— Dataset entries —
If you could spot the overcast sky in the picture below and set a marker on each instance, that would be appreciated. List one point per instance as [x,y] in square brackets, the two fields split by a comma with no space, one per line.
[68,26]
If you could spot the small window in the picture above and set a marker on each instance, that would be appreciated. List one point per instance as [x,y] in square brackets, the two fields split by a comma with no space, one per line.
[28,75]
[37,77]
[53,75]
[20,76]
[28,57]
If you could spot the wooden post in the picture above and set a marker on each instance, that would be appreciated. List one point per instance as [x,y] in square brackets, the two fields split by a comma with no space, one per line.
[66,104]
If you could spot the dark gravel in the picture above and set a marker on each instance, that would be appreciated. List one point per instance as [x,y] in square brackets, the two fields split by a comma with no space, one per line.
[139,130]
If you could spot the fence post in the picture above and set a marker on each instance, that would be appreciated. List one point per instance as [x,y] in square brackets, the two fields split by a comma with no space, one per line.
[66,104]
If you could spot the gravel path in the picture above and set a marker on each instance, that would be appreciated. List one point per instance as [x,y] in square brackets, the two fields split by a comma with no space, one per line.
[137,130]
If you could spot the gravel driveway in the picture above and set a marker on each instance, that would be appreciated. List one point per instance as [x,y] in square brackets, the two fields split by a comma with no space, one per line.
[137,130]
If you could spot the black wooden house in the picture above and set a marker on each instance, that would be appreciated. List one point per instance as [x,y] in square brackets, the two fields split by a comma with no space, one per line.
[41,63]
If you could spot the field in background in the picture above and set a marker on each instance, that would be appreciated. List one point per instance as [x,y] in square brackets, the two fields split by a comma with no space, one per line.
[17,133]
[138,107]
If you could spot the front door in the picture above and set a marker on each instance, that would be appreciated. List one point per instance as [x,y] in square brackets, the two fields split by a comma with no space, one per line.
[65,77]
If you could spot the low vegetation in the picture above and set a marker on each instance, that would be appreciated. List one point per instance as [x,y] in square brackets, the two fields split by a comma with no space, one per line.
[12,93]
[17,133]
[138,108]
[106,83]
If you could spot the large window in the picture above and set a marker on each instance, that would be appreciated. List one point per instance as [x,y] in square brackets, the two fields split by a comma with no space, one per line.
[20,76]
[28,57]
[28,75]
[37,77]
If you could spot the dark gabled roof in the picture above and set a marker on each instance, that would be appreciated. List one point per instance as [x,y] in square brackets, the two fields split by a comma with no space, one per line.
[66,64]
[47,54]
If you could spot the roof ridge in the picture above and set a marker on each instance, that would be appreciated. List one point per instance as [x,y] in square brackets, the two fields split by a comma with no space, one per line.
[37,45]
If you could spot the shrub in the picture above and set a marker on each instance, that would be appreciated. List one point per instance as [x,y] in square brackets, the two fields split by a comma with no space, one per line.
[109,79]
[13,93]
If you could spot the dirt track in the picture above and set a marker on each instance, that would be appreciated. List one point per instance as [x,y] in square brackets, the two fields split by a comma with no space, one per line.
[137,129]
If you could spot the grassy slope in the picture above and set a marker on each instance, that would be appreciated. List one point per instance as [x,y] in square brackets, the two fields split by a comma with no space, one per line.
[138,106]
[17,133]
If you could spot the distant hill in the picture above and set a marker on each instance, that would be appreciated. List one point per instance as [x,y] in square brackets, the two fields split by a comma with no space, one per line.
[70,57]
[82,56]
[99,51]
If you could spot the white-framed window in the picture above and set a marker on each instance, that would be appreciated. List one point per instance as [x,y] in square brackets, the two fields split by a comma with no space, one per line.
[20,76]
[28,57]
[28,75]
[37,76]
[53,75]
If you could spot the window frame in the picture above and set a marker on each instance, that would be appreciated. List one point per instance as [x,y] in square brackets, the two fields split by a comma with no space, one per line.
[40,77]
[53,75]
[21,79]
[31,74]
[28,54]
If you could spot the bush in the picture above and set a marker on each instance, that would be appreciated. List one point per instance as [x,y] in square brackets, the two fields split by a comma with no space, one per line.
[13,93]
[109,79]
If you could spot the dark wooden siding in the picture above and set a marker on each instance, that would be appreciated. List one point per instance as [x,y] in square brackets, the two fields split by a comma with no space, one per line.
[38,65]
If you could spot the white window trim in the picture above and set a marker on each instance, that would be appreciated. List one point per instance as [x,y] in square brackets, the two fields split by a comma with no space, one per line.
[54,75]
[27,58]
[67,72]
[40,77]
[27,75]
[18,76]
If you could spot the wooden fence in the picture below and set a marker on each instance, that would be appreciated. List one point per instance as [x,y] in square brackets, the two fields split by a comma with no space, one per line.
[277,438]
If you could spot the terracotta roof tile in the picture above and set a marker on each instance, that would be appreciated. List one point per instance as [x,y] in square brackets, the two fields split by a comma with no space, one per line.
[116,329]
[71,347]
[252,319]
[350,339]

— What you need to do —
Lay out the part of the listing that starts with the line containing "If you could spot the wooden fence" and runs to the end of the listing as a JSON list of strings, with one string per line and blank lines left out.

— Reply to the exercise —
[
  "If you could spot the wooden fence in the picture below and set a marker on each instance, that would be appreciated. List one point per instance as [x,y] in square brackets, the two fields split by a comma with no space, one per line.",
  "[277,438]",
  "If you could spot the terracotta roof tile in the picture above and set a marker on each instance, that would be appreciated. List one point per instance as [x,y] in square brackets, the two fields split by a comma with no space, one per line.",
  "[116,329]",
  "[71,347]",
  "[252,319]",
  "[350,339]"
]